*** Linhas desta tarefa

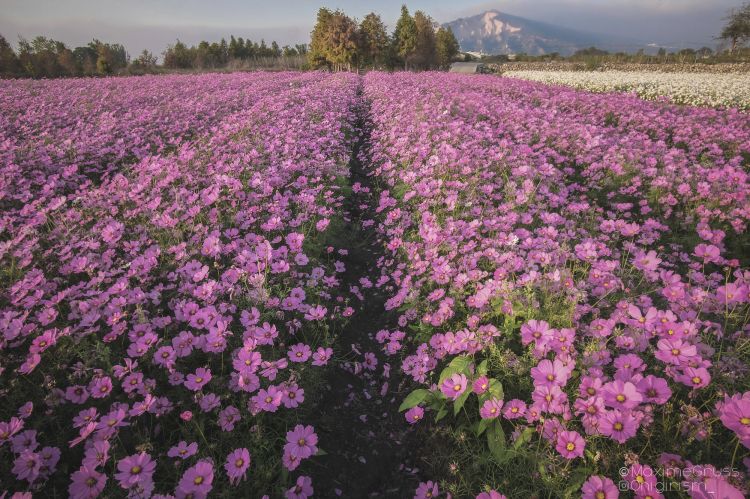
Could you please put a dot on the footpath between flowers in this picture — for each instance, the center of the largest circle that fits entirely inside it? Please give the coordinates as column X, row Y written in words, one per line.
column 300, row 284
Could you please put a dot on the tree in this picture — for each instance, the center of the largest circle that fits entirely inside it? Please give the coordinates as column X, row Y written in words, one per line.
column 317, row 56
column 341, row 41
column 424, row 51
column 405, row 37
column 446, row 47
column 146, row 60
column 373, row 41
column 737, row 28
column 9, row 65
column 179, row 56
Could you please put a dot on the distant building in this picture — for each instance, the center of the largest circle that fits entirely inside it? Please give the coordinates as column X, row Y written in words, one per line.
column 468, row 67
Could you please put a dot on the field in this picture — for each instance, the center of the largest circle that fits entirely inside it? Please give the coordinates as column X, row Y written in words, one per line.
column 390, row 285
column 730, row 90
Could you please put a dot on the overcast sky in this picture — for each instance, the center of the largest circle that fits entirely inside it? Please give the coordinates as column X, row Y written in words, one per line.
column 153, row 24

******

- Descrição do problema
Transcreva sem nenhuma alteração as linhas acima, começando pela primeira delas e parando depois da linha que contém "column 300, row 284", incluídas as duas extremidades. Não inclua as imagens na resposta.

- Resultado do exercício
Could you please put a dot on the footpath between flowers in this picture — for each instance, the center of the largest circle that fits entirely inside it? Please give the coordinates as column X, row Y written in words, one per line.
column 300, row 284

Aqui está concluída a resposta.